He also worked on shipyard site reconstruction, water input structures for pulp mills, the central Scotland water supply scheme and designed the surface and foul water disposal system for the new Livingston town centre to ensure that it meshed with the other services.

His next project was to survey the geology and plan for a major new pumped storage scheme at Craigroyston on the north side of Ben Lomond, but in 1971 the Government turned down the proposals, and opted for a nuclear power station at Torness.

However, while hydroelectric power development in Scotland was on hold, his company was investigating sites in North Wales, and Tom was brought in to head up work on the Dinorwig Power Station, “Electric Mountain”.

Today the Dinorwig Station is still the largest of its kind in Europe, its engineering, particularly its ten miles of tunnels, earning the highest praise from tunnelling engineers. When his company’s work at Dinorwig was complete, Tom began to get called in as consultant for a range of hydropower, damming and tunnelling projects across the world.

He advised at sites from Turkey to South Africa, from Poland to Japan and the People’s Republic of China asked him to give a series of lectures to power engineers and construction staff in Guangzhou, where the terrain and positioning of the lakes are similar to those at Dinorwig. His lecturing continued in another way when he was invited to become Visiting Professor of Civil Engineering at the University of Strathclyde.

** DATASET EXTRACT **

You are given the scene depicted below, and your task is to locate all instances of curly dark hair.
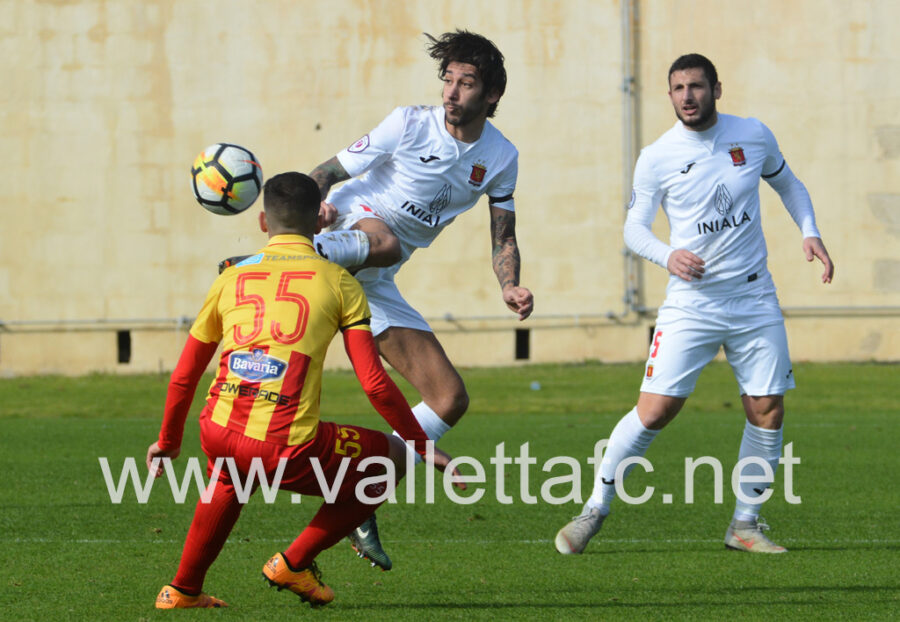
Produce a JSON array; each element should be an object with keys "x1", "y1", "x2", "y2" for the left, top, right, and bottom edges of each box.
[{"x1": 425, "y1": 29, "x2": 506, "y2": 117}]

** PROBLEM 1 **
In the text about Tom's engineering career, what did the Government opt for in 1971 after turning down the Craigroyston proposals?
** PROBLEM 2 **
Using the text about Tom's engineering career, decide whether each statement agrees with it: (a) The Dinorwig Power Station has ten miles of tunnels. (b) Tom's lectures in Guangzhou were given to university students. (c) Tom became Visiting Professor of Civil Engineering at the University of Glasgow.

** FINAL RESULT 1 **
A nuclear power station at Torness.

** FINAL RESULT 2 **
(a) Yes: "its ten miles of tunnels"
(b) No: "a series of lectures to power engineers and construction staff in Guangzhou"
(c) No: "Visiting Professor of Civil Engineering at the University of Strathclyde"